#### EXERCISE TASKS:
• A. Can you reproduce a section of the passage on free enterprise and government control word for word, beginning at "The battle for" and stopping after "and compromise quality."?
• B. Could you continue the passage on free enterprise and government control, picking up right after its final sentence?

#### SUPPLIED TEXT:

Generations of U.S. students have been taught the
government version of free enterprise history by government
employees in government
owned schools.
Teachers should, of
course, be free to teach the version of history they believe in, but
parents should be free to choose their children's schools.
The battle for school vouchers is critical if the United
States is to return to a system of free enterprise and to become an
advocate for the only economic system that offers prosperity to an
impoverished world. |
Government
health care
Since 1847 the American Medical Association has lobbied state
legislatures for ever higher educational requirements to practice
medicine. These licensing requirements, promoted as protections for
patients, reduce competition, raise prices and compromise quality.
In some cases the result is highly paid surgeons with superb test
passing skills but poor or average
manual dexterity, a skill critical for surgery but rarely tested for
in medical schools. A free market would mean more competition, more
innovation and a
wider choice of doctors.
In 1795 James Madison warned of "the old trick of turning every
contingency into a resource for accumulating force in the
government." Since the adoption of Medicare and Medicaid in 1965, government
control of health care has exploded. As bureaucratic inefficiency
and amazing levels of fraud have replaced market competition, health care prices have
skyrocketed. Politicians, masters of "the old trick of turning every
contingency", are now calling for more government control of medical care as the
solution for rising prices. |
The
Food and Drug Administration
Thousands of babies were born with deformities from 1957
to 1961 as a result of sleeping pills containing thalidomide sold by
the German company Grunenthal. Grunenthal paid 114 million Deutsche
Marks to the victims. In response to this disaster the U.S. Congress
removed time limits on new drug approvals, authorized increased
safety testing and added a proof-of-efficacy
requirement. As a result the time and cost to develop a new drug
increased from 7 months and $500,000 to over 7 years and
$800,000,000(!). These amazing costs and delays prevent the
development of innovative new drugs at an incalculable cost to
people with heart disease, cancer, diabetes and other diseases.

#### INFORMATION SUPPLIED:
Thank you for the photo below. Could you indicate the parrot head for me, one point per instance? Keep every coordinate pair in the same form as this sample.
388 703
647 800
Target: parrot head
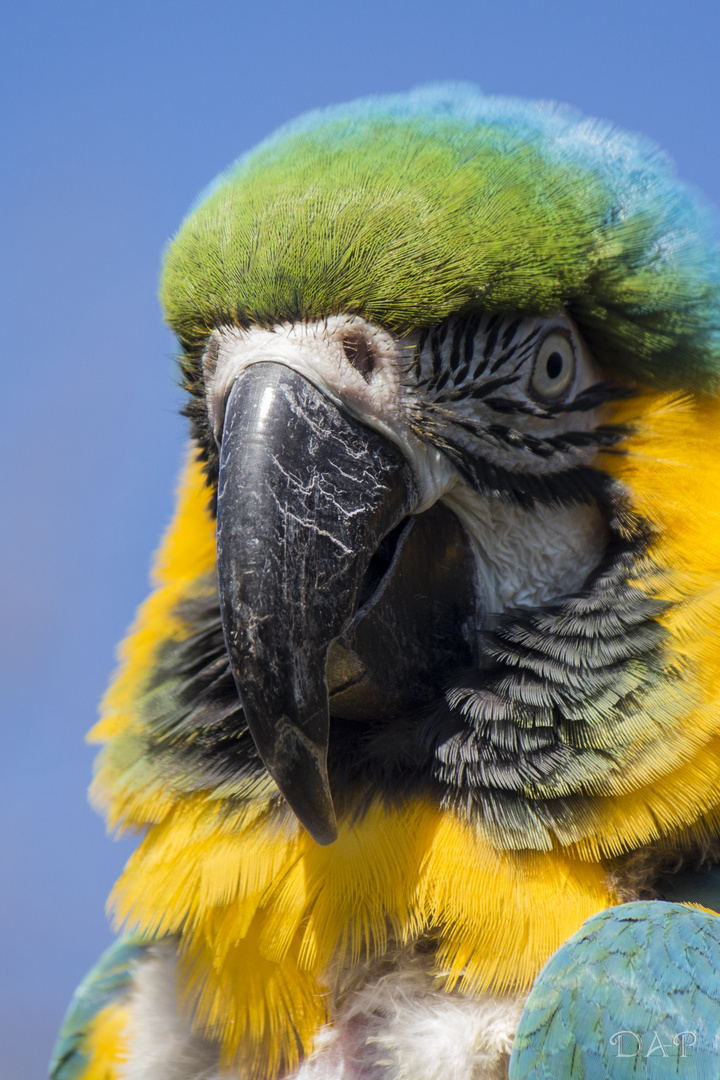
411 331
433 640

...

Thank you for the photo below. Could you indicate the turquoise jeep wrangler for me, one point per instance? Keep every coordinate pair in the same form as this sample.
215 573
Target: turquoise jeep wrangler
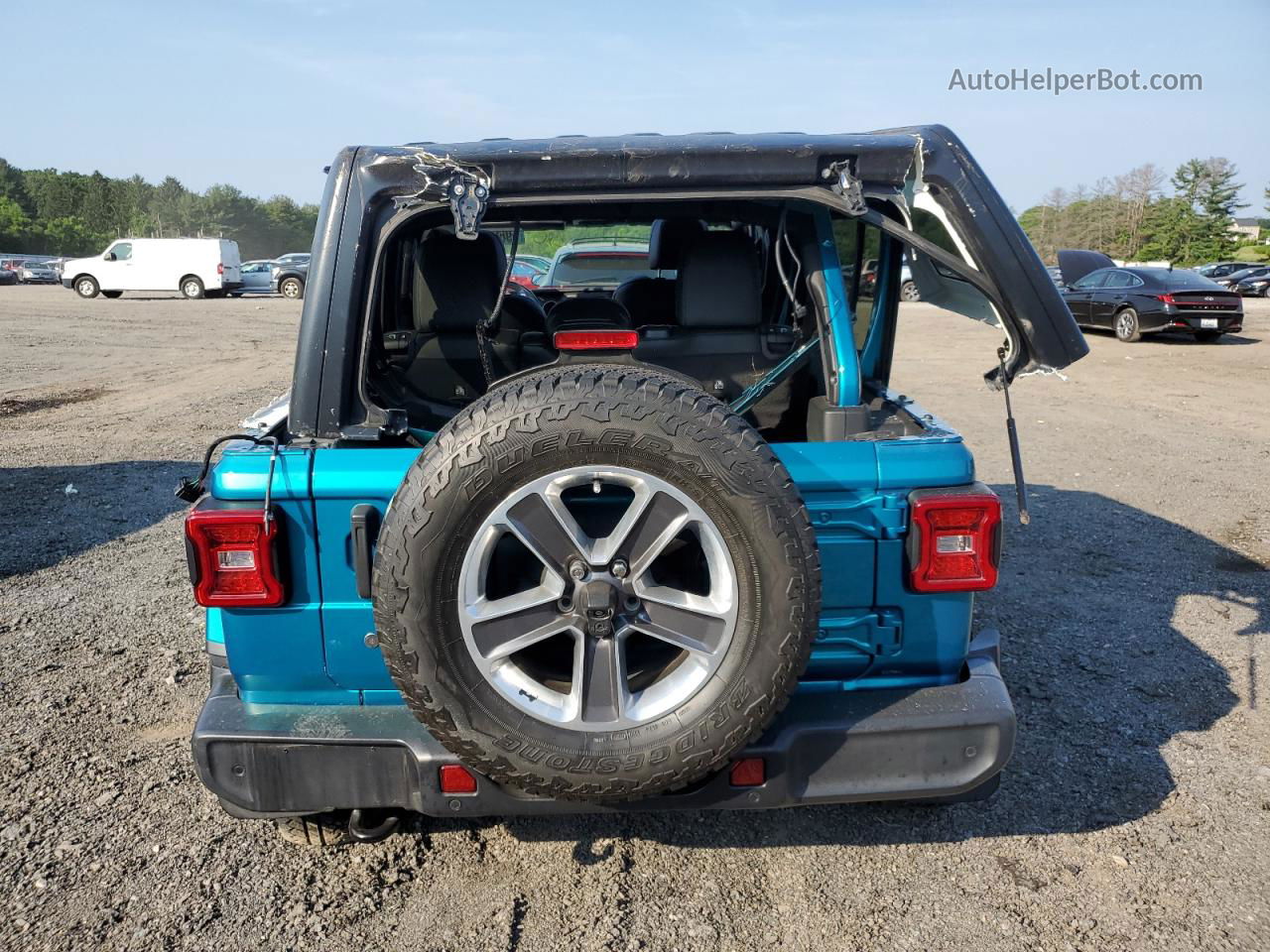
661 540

#### LIST OF ANSWERS:
• A.
The battle for school vouchers is critical if the United
States is to return to a system of free enterprise and to become an
advocate for the only economic system that offers prosperity to an
impoverished world. |
Government
health care
Since 1847 the American Medical Association has lobbied state
legislatures for ever higher educational requirements to practice
medicine. These licensing requirements, promoted as protections for
patients, reduce competition, raise prices and compromise quality.

• B.
Well-intentioned FDA employees, weighing the costs to themselves and
their agency of approving an unsafe drug against the incalculable
cost of discouraging new drug innovation by delaying approval or
requiring more tests, err on the side of caution and delay. Milton
Friedman and others who have done a careful analysis of the costs
and benefits advocate abolition of FDA regulation of new drugs. |
People's Republic of China
Gross Domestic Product--1952-2005

China's Market Reforms
The economic growth of China is one of the most
dramatic illustrations of the effectiveness of free enterprise. In
the late '70s and early '80s China replaced its system of
collectivized agriculture with a system in which fields were
contracted to private families and the produce allowed to be sold in
free markets. These reforms increased agricultural productivity 15
times in a decade and transformed China from a land of widespread
starvation to a country that could feed its population.
Free market policies were continued and expanded in
the '90s under the leadership of Deng Xiaoping with the
privatization of many state-owned enterprises.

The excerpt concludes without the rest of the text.